__PROBLEM__. Locate every line in the records that contains the string "resolution" and copy each of those lines out in full.

__RECORDS__.
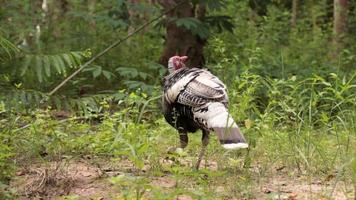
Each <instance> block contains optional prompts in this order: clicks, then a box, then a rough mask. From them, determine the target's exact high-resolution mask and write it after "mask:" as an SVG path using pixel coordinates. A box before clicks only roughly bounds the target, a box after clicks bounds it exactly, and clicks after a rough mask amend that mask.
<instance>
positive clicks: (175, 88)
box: [162, 56, 249, 169]
mask: <svg viewBox="0 0 356 200" xmlns="http://www.w3.org/2000/svg"><path fill="white" fill-rule="evenodd" d="M187 60H188V57H187V56H173V57H171V58H170V59H169V60H168V71H169V74H168V75H167V76H165V77H164V78H163V82H164V83H163V84H164V85H163V95H162V104H163V105H162V107H163V115H164V118H165V120H166V121H167V122H168V123H169V124H170V125H171V126H172V127H174V128H175V129H177V130H178V133H179V139H180V147H177V148H176V149H178V148H181V149H184V148H185V147H187V145H188V133H194V132H196V131H198V130H199V129H200V130H202V147H201V150H200V153H199V157H198V160H197V163H196V164H195V168H196V169H199V166H200V163H201V160H202V158H203V156H204V154H205V151H206V148H207V146H208V144H209V138H210V137H209V135H210V132H212V131H214V132H215V134H216V135H217V138H218V140H219V141H220V144H221V145H222V147H223V148H224V149H244V148H248V146H249V145H248V143H247V141H246V139H245V137H244V136H243V134H242V133H241V131H240V129H239V127H238V125H237V124H236V122H235V121H234V119H233V118H232V117H231V115H230V114H229V112H228V103H229V99H228V95H227V89H226V86H225V84H224V83H223V82H222V81H221V80H220V79H219V78H218V77H216V76H215V75H213V74H212V73H211V72H210V71H208V70H207V69H201V68H188V67H186V65H185V62H186V61H187Z"/></svg>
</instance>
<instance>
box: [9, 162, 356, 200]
mask: <svg viewBox="0 0 356 200" xmlns="http://www.w3.org/2000/svg"><path fill="white" fill-rule="evenodd" d="M169 164H170V163H169V162H166V163H165V165H169ZM203 164H204V163H203ZM216 165H217V164H216V163H214V162H211V163H209V164H208V170H213V171H215V170H217V168H216ZM119 169H120V170H116V169H114V168H113V165H111V166H110V164H107V165H106V166H100V167H98V166H95V164H93V163H90V162H88V161H87V160H79V161H70V162H58V163H55V162H53V163H49V164H47V165H43V164H42V165H38V164H37V165H36V164H34V165H32V166H29V167H26V168H22V169H21V170H19V171H18V172H17V173H16V175H17V176H16V178H15V179H14V181H13V182H12V186H13V187H14V188H16V189H17V191H18V194H19V197H20V199H32V198H41V199H56V198H58V197H63V196H69V197H72V198H73V199H95V200H98V199H100V200H101V199H112V198H114V197H118V198H116V199H121V198H120V197H123V195H124V193H125V191H124V190H123V189H125V187H126V186H125V184H126V183H124V186H125V187H118V185H117V184H115V183H113V182H112V181H109V180H110V178H112V177H117V176H122V175H123V174H127V173H130V171H132V169H133V165H132V164H131V163H130V162H128V161H125V162H120V168H119ZM140 173H141V174H144V173H145V172H144V171H143V172H142V171H141V172H140ZM252 179H254V178H252ZM255 182H259V184H258V186H259V187H255V188H253V189H252V191H251V193H253V194H252V198H253V199H288V200H295V199H320V200H321V199H339V200H343V199H354V196H353V195H354V191H353V190H354V188H353V186H352V184H346V183H345V182H343V181H336V179H335V177H330V180H327V181H326V180H318V179H311V178H308V177H304V176H298V175H290V174H287V172H286V171H283V170H278V172H276V173H275V174H272V175H269V176H268V177H266V178H262V179H259V180H255ZM140 184H141V185H140ZM189 184H194V182H192V183H189ZM137 185H139V186H140V187H141V186H142V188H144V189H143V190H142V191H144V190H146V191H151V190H152V188H160V189H163V190H169V189H174V188H176V187H177V180H176V179H175V178H174V176H172V175H170V174H165V175H160V176H150V178H148V181H146V182H142V183H137ZM256 185H257V184H256ZM214 192H215V193H217V194H220V195H221V196H225V193H228V192H229V191H227V189H226V187H225V185H220V186H217V187H216V188H215V191H214ZM346 195H347V196H346ZM167 198H168V197H167ZM143 199H151V198H150V194H149V192H143ZM175 199H180V200H190V199H194V195H189V194H177V195H176V196H175ZM224 199H236V198H233V197H231V195H228V194H226V198H224Z"/></svg>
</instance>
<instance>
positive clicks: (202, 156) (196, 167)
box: [195, 130, 209, 169]
mask: <svg viewBox="0 0 356 200" xmlns="http://www.w3.org/2000/svg"><path fill="white" fill-rule="evenodd" d="M201 142H202V147H201V150H200V153H199V157H198V161H197V163H196V164H195V169H199V166H200V162H201V160H202V158H203V156H204V154H205V150H206V147H207V146H208V144H209V131H206V130H203V136H202V139H201Z"/></svg>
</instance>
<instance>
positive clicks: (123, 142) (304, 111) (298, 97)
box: [0, 72, 356, 199]
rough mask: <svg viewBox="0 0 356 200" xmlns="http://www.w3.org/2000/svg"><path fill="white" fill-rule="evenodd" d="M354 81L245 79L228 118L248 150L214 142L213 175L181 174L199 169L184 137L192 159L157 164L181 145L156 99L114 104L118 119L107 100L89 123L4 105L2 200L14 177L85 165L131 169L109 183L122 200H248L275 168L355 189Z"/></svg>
mask: <svg viewBox="0 0 356 200" xmlns="http://www.w3.org/2000/svg"><path fill="white" fill-rule="evenodd" d="M354 77H355V75H353V76H350V78H345V77H339V76H338V75H336V74H330V75H328V76H326V77H320V76H317V75H314V76H313V77H310V78H307V79H299V78H298V77H295V76H292V77H290V78H288V79H271V78H263V77H261V76H258V75H255V74H251V73H249V72H245V73H243V74H242V75H241V76H240V77H238V79H236V80H235V81H233V82H230V84H229V85H228V88H229V96H230V112H231V114H232V115H233V117H234V118H235V119H236V121H237V122H238V124H239V126H240V127H241V128H242V131H243V132H244V134H245V136H246V138H247V140H248V141H249V143H250V149H249V150H247V151H241V152H225V151H224V150H223V149H222V148H220V146H219V144H218V142H217V140H216V139H215V137H214V136H212V139H211V142H210V145H209V146H208V153H207V160H206V161H208V160H215V161H216V162H217V165H218V169H219V170H218V171H211V170H209V168H205V169H204V168H203V169H202V170H200V171H192V170H191V169H190V168H189V167H187V166H184V165H181V164H179V159H180V158H182V157H183V158H186V159H188V160H191V161H192V162H194V160H195V159H196V158H195V156H194V155H195V154H197V152H198V150H199V148H200V134H198V133H197V134H191V135H190V138H191V142H190V145H189V146H188V149H187V150H186V151H184V152H182V153H181V154H180V155H175V156H176V158H175V160H176V161H175V162H174V163H173V165H171V166H169V167H167V166H165V165H163V164H162V162H161V161H162V159H165V158H166V156H167V154H166V152H167V149H168V148H169V147H171V146H174V145H176V144H178V135H177V133H176V131H175V130H174V129H173V128H171V127H170V126H169V125H167V123H165V121H164V119H163V118H162V117H161V114H160V104H159V99H160V97H159V96H147V95H146V94H142V93H141V92H140V91H137V92H136V93H126V96H125V97H124V98H123V99H122V100H121V101H118V102H116V104H115V110H116V111H113V110H112V109H111V106H112V104H113V103H115V102H111V100H112V99H106V101H105V100H104V101H102V102H101V103H100V105H101V107H100V110H98V112H94V114H87V115H83V114H82V115H74V114H72V115H71V116H67V117H66V118H64V119H58V118H57V117H56V116H54V115H53V110H52V109H51V108H47V109H41V110H32V111H28V112H26V113H24V114H23V115H18V114H17V113H14V112H13V110H7V109H6V107H5V106H4V105H3V104H0V105H1V107H0V108H1V110H0V114H1V121H0V126H1V132H0V139H1V140H0V141H1V143H0V147H1V148H0V155H1V157H0V166H1V169H2V170H1V171H0V181H1V184H0V186H1V187H0V189H1V190H2V192H1V195H3V196H4V197H6V198H9V197H10V196H11V195H15V193H16V192H14V188H11V187H10V185H9V183H10V181H11V179H12V178H13V177H14V173H15V171H16V169H19V168H21V167H23V166H26V165H28V164H30V163H51V162H59V161H61V160H63V159H64V160H66V159H71V160H73V159H74V160H75V159H80V158H83V157H85V156H88V155H89V156H91V157H93V158H101V159H106V160H108V161H112V162H121V161H123V160H129V161H130V162H131V163H132V164H133V167H134V169H133V171H132V172H134V173H133V174H131V175H127V176H126V175H121V176H119V177H114V178H113V179H112V180H111V181H112V183H113V184H114V185H117V187H118V188H120V191H122V192H123V193H121V195H123V196H122V198H124V199H131V198H133V196H135V198H138V199H140V198H141V197H142V198H143V196H145V195H149V196H150V195H153V197H154V198H155V199H167V197H170V196H171V197H174V196H177V195H179V194H189V195H191V196H192V197H195V198H207V199H214V198H218V197H226V198H228V197H233V196H235V197H238V198H253V197H254V193H253V189H252V188H254V187H255V186H258V183H259V181H261V180H263V179H264V178H266V177H268V174H269V173H271V170H272V169H274V168H276V167H281V166H282V167H283V168H284V167H285V168H288V169H289V171H290V172H293V173H294V172H295V173H298V174H303V175H306V176H308V177H311V178H313V177H328V176H331V175H332V176H335V177H336V178H335V181H345V182H348V183H351V182H352V181H355V177H354V176H355V161H354V157H355V150H354V148H353V147H354V146H355V145H356V140H355V137H356V135H355V133H356V130H355V119H356V118H355V117H356V112H355V102H356V99H355V94H356V93H355V85H354ZM117 110H119V111H117ZM147 166H149V167H148V169H147ZM251 169H254V170H251ZM142 170H144V173H143V172H142ZM167 172H168V173H169V174H171V175H172V176H173V177H174V178H175V179H176V180H177V186H176V187H175V188H174V189H170V190H167V191H164V192H163V191H162V188H157V187H156V188H155V187H153V186H150V184H149V181H148V180H149V179H150V177H152V176H162V175H164V174H167ZM291 176H292V175H291ZM225 179H228V180H229V181H230V182H232V183H233V184H231V185H230V184H229V185H227V186H226V188H227V190H228V191H229V192H230V193H229V195H227V196H225V195H226V194H220V193H218V192H214V190H213V189H211V187H212V186H216V185H219V184H223V183H222V181H223V180H225ZM353 184H355V182H353ZM6 195H7V196H6ZM9 195H10V196H9ZM221 195H222V196H221ZM15 196H16V195H15ZM151 197H152V196H151Z"/></svg>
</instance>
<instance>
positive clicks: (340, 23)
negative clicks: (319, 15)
mask: <svg viewBox="0 0 356 200" xmlns="http://www.w3.org/2000/svg"><path fill="white" fill-rule="evenodd" d="M347 11H348V6H347V0H334V27H333V45H334V52H333V57H336V56H337V55H339V53H340V51H341V49H342V48H343V47H344V41H343V40H344V37H345V35H346V31H347Z"/></svg>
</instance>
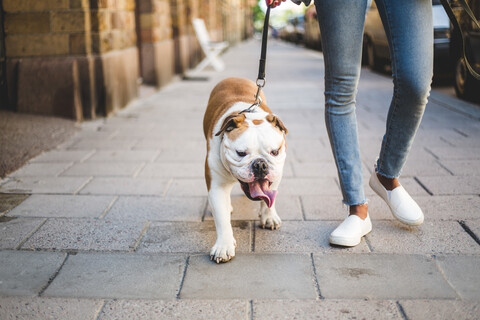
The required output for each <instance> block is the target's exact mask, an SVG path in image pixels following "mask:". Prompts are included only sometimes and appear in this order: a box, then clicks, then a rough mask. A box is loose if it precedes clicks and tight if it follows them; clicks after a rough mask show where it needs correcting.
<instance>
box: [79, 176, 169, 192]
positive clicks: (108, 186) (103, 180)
mask: <svg viewBox="0 0 480 320" xmlns="http://www.w3.org/2000/svg"><path fill="white" fill-rule="evenodd" d="M168 183H169V180H167V179H140V178H138V179H134V178H117V177H115V178H111V177H110V178H93V179H92V180H91V181H90V182H89V183H88V184H87V185H86V186H85V187H84V188H83V189H82V190H81V191H80V194H96V195H125V196H132V195H146V196H161V195H164V193H165V191H166V188H167V186H168Z"/></svg>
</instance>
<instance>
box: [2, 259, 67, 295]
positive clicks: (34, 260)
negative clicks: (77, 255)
mask: <svg viewBox="0 0 480 320" xmlns="http://www.w3.org/2000/svg"><path fill="white" fill-rule="evenodd" d="M66 256H67V255H66V254H65V253H60V252H27V251H0V296H36V295H37V294H39V293H40V292H41V291H42V290H43V289H44V288H45V287H46V286H47V284H48V282H49V280H50V278H51V277H53V276H54V275H55V273H56V272H57V270H58V268H60V266H61V265H62V264H63V262H64V260H65V258H66Z"/></svg>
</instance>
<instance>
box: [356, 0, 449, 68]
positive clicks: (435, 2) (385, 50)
mask: <svg viewBox="0 0 480 320" xmlns="http://www.w3.org/2000/svg"><path fill="white" fill-rule="evenodd" d="M432 5H433V28H434V59H435V61H434V67H435V73H436V72H444V71H448V65H449V64H448V61H449V52H450V21H449V19H448V15H447V14H446V12H445V10H444V9H443V6H442V4H441V3H440V1H439V0H433V2H432ZM363 63H364V64H367V65H368V66H369V67H371V68H372V69H374V70H383V69H384V67H385V65H387V64H390V51H389V48H388V41H387V36H386V35H385V30H384V29H383V25H382V20H381V19H380V15H379V13H378V10H377V6H376V5H375V2H372V6H371V7H370V9H369V10H368V12H367V17H366V19H365V33H364V38H363Z"/></svg>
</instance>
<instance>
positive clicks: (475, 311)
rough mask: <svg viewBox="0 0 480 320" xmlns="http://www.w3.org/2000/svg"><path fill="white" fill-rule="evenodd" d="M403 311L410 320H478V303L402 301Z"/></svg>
mask: <svg viewBox="0 0 480 320" xmlns="http://www.w3.org/2000/svg"><path fill="white" fill-rule="evenodd" d="M400 304H401V305H402V308H403V311H404V312H405V315H406V316H407V319H410V320H424V319H456V320H473V319H478V315H479V314H480V302H478V301H477V302H467V301H458V300H403V301H400Z"/></svg>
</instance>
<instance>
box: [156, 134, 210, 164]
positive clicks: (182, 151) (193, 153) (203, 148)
mask: <svg viewBox="0 0 480 320" xmlns="http://www.w3.org/2000/svg"><path fill="white" fill-rule="evenodd" d="M188 139H190V137H188ZM161 150H162V152H161V153H160V154H159V155H158V157H157V158H155V162H180V163H184V162H197V163H205V156H206V154H207V152H206V147H205V145H201V144H199V143H196V145H195V148H194V149H186V148H185V149H184V148H181V149H179V148H178V146H174V147H171V148H164V147H163V148H162V149H161ZM202 171H203V170H202Z"/></svg>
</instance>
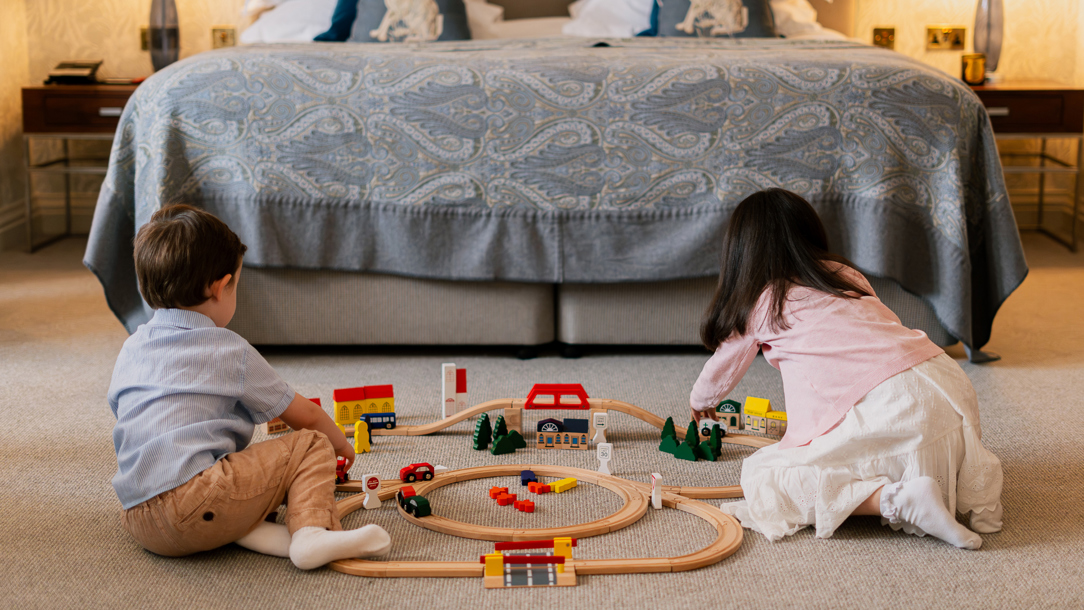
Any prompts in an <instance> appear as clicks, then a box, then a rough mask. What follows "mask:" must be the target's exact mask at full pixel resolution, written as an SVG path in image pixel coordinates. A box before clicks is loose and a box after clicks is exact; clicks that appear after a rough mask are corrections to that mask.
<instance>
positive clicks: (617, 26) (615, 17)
mask: <svg viewBox="0 0 1084 610" xmlns="http://www.w3.org/2000/svg"><path fill="white" fill-rule="evenodd" d="M654 3H655V0H583V3H582V4H580V5H579V7H577V10H576V12H575V14H576V16H575V17H573V18H572V21H571V22H569V24H568V25H566V26H565V29H564V31H565V34H567V35H568V36H585V37H589V38H631V37H633V36H636V35H637V34H640V33H641V31H644V30H645V29H647V28H649V27H651V5H653V4H654Z"/></svg>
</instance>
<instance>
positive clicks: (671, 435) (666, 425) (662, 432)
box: [662, 417, 678, 440]
mask: <svg viewBox="0 0 1084 610" xmlns="http://www.w3.org/2000/svg"><path fill="white" fill-rule="evenodd" d="M667 437H672V438H673V439H674V440H678V432H675V431H674V418H673V417H667V423H666V424H663V425H662V438H663V439H664V438H667Z"/></svg>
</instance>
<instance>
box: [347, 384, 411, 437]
mask: <svg viewBox="0 0 1084 610" xmlns="http://www.w3.org/2000/svg"><path fill="white" fill-rule="evenodd" d="M332 398H333V399H334V401H335V424H337V425H339V426H340V427H341V426H346V425H347V424H353V423H354V421H357V420H359V419H361V416H362V415H364V414H366V413H395V411H396V398H395V391H393V389H392V387H391V386H390V385H388V386H363V387H361V388H340V389H338V390H335V392H334V393H333V397H332Z"/></svg>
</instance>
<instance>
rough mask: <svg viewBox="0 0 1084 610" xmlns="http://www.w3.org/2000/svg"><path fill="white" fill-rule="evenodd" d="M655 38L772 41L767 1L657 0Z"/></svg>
mask: <svg viewBox="0 0 1084 610" xmlns="http://www.w3.org/2000/svg"><path fill="white" fill-rule="evenodd" d="M658 2H659V21H658V24H659V27H658V36H668V37H670V36H672V37H688V36H698V37H714V38H722V37H728V38H775V37H776V36H777V34H776V31H775V23H774V20H773V18H772V8H771V5H770V4H769V0H658Z"/></svg>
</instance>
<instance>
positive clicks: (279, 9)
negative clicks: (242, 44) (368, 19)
mask: <svg viewBox="0 0 1084 610" xmlns="http://www.w3.org/2000/svg"><path fill="white" fill-rule="evenodd" d="M334 11H335V0H287V1H286V2H281V3H279V4H278V5H275V7H274V8H272V9H271V10H268V11H263V13H261V14H260V16H259V18H257V20H256V22H255V23H253V25H250V26H248V27H247V28H246V29H245V30H244V31H243V33H241V43H242V44H255V43H258V42H307V41H310V40H312V39H313V37H314V36H317V35H318V34H320V33H321V31H324V30H325V29H327V25H328V24H330V23H331V21H332V13H333V12H334Z"/></svg>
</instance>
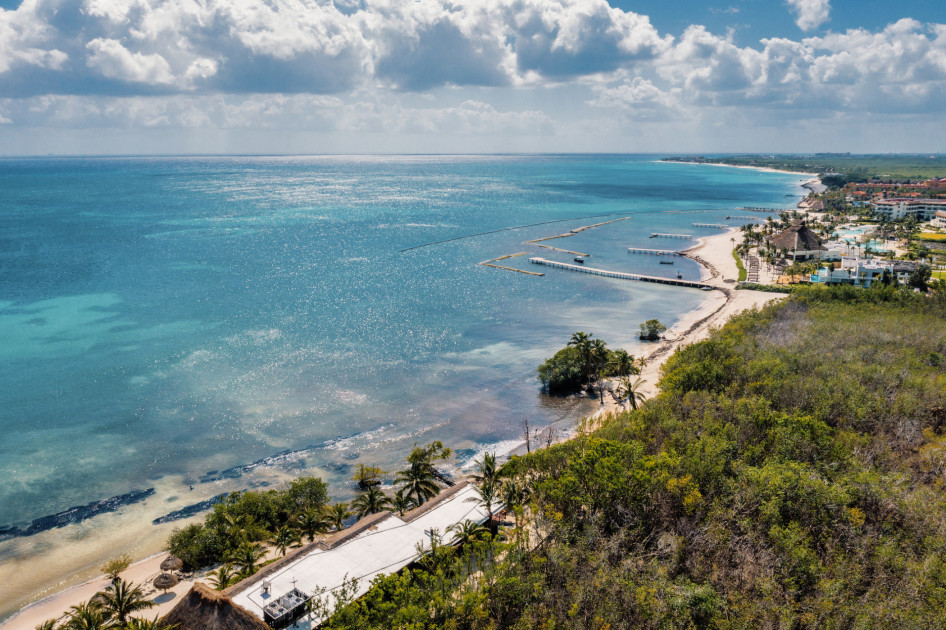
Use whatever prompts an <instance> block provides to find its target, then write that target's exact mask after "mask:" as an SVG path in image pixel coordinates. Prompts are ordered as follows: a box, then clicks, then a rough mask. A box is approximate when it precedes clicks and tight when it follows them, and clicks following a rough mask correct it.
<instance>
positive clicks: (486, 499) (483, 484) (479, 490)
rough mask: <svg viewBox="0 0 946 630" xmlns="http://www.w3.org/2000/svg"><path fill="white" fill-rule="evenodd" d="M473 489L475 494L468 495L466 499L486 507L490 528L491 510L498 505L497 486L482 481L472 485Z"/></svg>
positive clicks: (497, 485)
mask: <svg viewBox="0 0 946 630" xmlns="http://www.w3.org/2000/svg"><path fill="white" fill-rule="evenodd" d="M473 489H474V490H476V496H475V497H470V498H469V499H467V501H471V502H473V501H475V502H476V503H478V504H479V505H482V506H483V507H485V508H486V513H487V514H488V515H489V516H488V519H487V522H488V523H489V526H490V528H491V529H492V527H493V511H494V510H495V509H496V508H497V507H499V505H500V502H499V487H498V485H497V484H496V483H484V484H481V485H478V486H473Z"/></svg>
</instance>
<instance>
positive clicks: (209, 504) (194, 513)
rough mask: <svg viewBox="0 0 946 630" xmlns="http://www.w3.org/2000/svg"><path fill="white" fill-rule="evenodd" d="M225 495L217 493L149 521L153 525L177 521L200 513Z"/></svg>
mask: <svg viewBox="0 0 946 630" xmlns="http://www.w3.org/2000/svg"><path fill="white" fill-rule="evenodd" d="M226 496H227V495H226V493H224V494H218V495H217V496H215V497H213V498H210V499H207V500H206V501H201V502H200V503H195V504H193V505H188V506H185V507H182V508H181V509H180V510H174V511H173V512H169V513H167V514H165V515H164V516H160V517H158V518H156V519H154V520H153V521H151V523H152V524H153V525H160V524H161V523H170V522H172V521H179V520H181V519H182V518H189V517H191V516H194V515H195V514H200V513H201V512H203V511H205V510H209V509H210V508H212V507H213V506H214V505H216V504H217V503H220V502H221V501H223V499H224V497H226Z"/></svg>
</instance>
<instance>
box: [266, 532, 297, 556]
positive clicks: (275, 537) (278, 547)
mask: <svg viewBox="0 0 946 630" xmlns="http://www.w3.org/2000/svg"><path fill="white" fill-rule="evenodd" d="M269 544H271V545H272V546H273V547H275V548H276V549H278V550H279V555H280V556H284V555H286V549H289V548H290V547H298V546H299V531H298V530H295V529H293V528H291V527H289V526H288V525H283V526H281V527H280V528H279V529H277V530H276V533H275V534H273V537H272V538H270V539H269Z"/></svg>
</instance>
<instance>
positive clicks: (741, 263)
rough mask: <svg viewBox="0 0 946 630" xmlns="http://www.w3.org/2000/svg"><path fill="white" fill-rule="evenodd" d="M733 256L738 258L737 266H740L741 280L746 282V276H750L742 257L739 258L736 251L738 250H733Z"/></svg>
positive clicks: (735, 257) (741, 280) (737, 259)
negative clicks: (743, 264) (743, 261)
mask: <svg viewBox="0 0 946 630" xmlns="http://www.w3.org/2000/svg"><path fill="white" fill-rule="evenodd" d="M732 257H733V258H735V259H736V266H737V267H739V282H745V281H746V278H748V277H749V272H748V271H746V268H745V267H744V266H743V264H742V259H741V258H739V254H738V253H736V250H732Z"/></svg>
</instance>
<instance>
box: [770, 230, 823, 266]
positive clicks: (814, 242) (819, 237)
mask: <svg viewBox="0 0 946 630" xmlns="http://www.w3.org/2000/svg"><path fill="white" fill-rule="evenodd" d="M769 245H771V246H772V247H774V248H775V249H777V250H780V251H786V252H788V254H789V255H790V256H791V257H792V260H808V259H810V258H821V256H822V252H824V251H825V250H826V248H825V246H824V245H823V244H822V242H821V237H819V236H818V235H817V234H815V233H814V232H813V231H812V230H811V228H809V227H808V226H806V225H805V223H804V222H801V223H796V224H795V225H793V226H792V227H790V228H788V229H787V230H785V231H783V232H780V233H779V234H776V235H775V236H773V237H772V238H770V239H769Z"/></svg>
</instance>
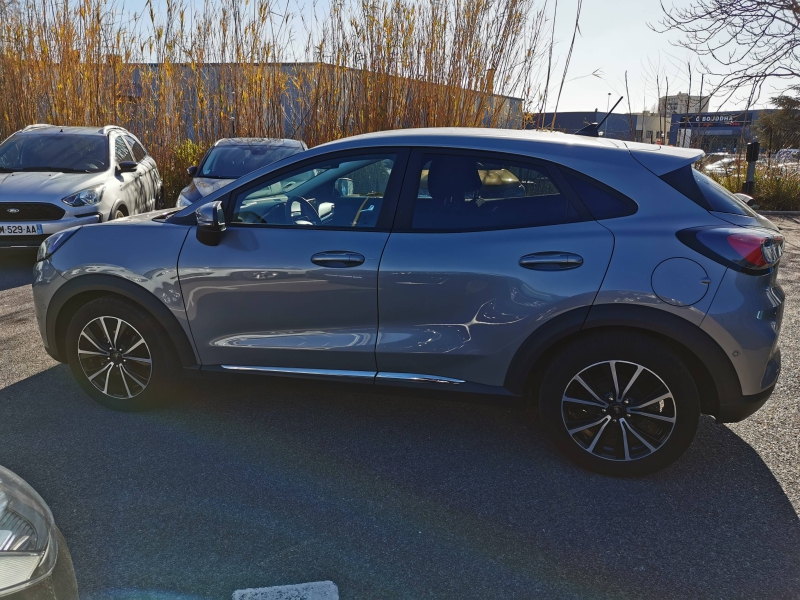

__COMPLETED TASK__.
Each <instance> block contains optional prompts in this order: clicks, then a box, then a rough mask. From them, determine the target's exact high-resolution mask and write it after "mask:" as an SVG path using pixel coordinates. A box before clicks only roughly bounds the target, a box after clicks bounds it exactly, and clicks after a rough mask amend that mask.
Any prompts in an <instance> appear as clicks, then a box, then a rough mask. What follows "mask:" must be the target's exact mask at full pixel resolution, written as an SVG path in image pixel coordinates. A box before clicks is loose and a box after clicks is exact; clicks that appear after a rough mask are corrections to that mask.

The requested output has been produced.